» EXERCISE BRIEF
Whenever a line in the data holds the string "instance", pull that line out.

(Segmentation mask data)

□ □ □ □

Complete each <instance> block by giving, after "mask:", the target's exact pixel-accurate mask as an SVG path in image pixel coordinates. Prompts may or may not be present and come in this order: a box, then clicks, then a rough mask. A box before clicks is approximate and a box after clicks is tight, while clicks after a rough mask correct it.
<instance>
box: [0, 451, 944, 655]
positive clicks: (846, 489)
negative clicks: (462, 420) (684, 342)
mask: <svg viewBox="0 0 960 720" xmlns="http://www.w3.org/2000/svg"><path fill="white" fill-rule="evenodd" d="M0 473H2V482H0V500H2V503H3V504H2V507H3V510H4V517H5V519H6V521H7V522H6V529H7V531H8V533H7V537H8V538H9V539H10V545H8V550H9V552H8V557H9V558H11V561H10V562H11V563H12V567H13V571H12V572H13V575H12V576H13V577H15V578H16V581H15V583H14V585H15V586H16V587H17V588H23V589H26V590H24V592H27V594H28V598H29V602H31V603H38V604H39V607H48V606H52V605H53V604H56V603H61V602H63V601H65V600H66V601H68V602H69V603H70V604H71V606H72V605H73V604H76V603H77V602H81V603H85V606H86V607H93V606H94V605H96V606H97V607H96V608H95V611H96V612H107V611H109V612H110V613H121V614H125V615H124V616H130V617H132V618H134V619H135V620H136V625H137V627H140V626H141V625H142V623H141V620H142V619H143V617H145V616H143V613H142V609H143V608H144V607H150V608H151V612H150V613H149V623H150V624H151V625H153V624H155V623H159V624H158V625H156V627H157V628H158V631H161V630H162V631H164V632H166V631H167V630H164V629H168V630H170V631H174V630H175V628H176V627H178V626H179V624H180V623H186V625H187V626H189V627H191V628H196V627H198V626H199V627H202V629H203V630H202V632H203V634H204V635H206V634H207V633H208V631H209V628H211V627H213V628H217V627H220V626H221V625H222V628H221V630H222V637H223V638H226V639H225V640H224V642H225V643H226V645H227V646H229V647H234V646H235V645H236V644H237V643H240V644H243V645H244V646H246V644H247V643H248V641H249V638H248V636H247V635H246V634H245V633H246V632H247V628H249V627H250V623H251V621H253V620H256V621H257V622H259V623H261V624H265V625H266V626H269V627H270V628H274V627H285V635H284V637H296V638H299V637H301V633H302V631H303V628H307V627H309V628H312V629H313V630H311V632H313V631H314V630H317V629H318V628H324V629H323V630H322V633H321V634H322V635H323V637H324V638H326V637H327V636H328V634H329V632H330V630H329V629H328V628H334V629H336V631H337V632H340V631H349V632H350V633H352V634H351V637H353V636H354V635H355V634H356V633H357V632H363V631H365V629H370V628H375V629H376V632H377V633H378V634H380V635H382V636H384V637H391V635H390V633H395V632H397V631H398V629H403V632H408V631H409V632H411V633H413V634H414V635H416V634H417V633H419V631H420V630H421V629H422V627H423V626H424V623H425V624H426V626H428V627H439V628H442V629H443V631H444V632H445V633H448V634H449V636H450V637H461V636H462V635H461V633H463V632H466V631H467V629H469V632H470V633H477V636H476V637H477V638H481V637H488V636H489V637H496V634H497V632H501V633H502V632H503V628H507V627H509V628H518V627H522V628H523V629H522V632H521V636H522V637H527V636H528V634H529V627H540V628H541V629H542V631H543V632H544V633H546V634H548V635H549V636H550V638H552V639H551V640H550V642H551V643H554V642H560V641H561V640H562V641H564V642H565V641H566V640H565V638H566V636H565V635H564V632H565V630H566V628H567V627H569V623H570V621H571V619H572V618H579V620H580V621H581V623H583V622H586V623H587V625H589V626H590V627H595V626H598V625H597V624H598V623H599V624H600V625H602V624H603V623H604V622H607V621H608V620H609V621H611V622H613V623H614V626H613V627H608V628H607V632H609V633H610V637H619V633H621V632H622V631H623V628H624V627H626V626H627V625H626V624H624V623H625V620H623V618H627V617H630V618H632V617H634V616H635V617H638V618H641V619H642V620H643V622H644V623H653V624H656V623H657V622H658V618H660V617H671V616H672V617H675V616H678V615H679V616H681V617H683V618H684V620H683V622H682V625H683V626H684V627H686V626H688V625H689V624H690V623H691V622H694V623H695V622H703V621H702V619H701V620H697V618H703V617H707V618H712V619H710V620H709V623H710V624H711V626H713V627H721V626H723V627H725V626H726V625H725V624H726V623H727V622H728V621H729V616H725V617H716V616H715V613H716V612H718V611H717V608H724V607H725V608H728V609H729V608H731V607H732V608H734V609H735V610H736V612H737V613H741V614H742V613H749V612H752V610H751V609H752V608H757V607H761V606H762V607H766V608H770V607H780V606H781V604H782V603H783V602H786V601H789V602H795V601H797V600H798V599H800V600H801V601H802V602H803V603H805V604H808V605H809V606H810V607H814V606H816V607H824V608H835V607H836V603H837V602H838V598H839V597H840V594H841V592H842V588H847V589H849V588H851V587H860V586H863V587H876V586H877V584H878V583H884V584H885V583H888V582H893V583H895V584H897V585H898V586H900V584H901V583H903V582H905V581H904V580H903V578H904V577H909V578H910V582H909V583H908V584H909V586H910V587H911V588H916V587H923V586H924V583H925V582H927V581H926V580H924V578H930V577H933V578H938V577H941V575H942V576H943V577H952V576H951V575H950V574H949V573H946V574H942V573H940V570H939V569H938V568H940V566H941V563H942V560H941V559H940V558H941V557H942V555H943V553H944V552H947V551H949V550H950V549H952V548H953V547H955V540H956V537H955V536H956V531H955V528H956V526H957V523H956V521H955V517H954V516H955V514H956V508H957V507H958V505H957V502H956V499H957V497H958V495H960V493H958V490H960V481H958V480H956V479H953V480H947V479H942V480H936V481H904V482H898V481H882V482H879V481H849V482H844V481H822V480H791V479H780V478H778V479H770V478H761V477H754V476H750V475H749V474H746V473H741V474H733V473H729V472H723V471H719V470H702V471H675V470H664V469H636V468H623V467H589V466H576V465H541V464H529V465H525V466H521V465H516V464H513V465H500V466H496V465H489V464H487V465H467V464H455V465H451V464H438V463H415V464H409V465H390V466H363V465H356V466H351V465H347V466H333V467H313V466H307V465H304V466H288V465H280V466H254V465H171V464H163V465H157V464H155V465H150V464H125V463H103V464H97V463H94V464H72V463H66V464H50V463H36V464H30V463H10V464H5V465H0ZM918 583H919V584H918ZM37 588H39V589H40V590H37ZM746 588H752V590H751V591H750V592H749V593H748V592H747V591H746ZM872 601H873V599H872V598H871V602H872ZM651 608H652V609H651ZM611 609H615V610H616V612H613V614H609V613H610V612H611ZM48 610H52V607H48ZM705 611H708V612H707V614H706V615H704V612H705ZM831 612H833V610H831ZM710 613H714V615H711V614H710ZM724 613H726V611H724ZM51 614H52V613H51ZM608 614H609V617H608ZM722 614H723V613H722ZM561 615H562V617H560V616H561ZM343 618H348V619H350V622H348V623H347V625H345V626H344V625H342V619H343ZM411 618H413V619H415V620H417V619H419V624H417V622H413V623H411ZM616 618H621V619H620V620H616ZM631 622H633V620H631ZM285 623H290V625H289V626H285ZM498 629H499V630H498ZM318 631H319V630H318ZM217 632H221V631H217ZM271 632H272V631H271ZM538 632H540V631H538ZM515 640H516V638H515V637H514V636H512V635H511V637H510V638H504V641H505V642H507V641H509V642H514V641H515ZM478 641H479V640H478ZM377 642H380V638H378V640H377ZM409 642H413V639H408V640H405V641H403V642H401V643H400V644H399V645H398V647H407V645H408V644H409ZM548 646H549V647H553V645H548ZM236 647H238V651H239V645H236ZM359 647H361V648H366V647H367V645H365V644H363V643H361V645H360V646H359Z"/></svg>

□ □ □ □

» TASK RESPONSE
Complete each <instance> block by giving, after "mask:", the target's exact pixel-accurate mask as an SVG path in image pixel coordinates. Prompts may or may not be present and come in this order: a box, then clicks, then a rough mask. A box before clicks is approximate and a box after clicks is tight, while clicks after a rough mask correct it.
<instance>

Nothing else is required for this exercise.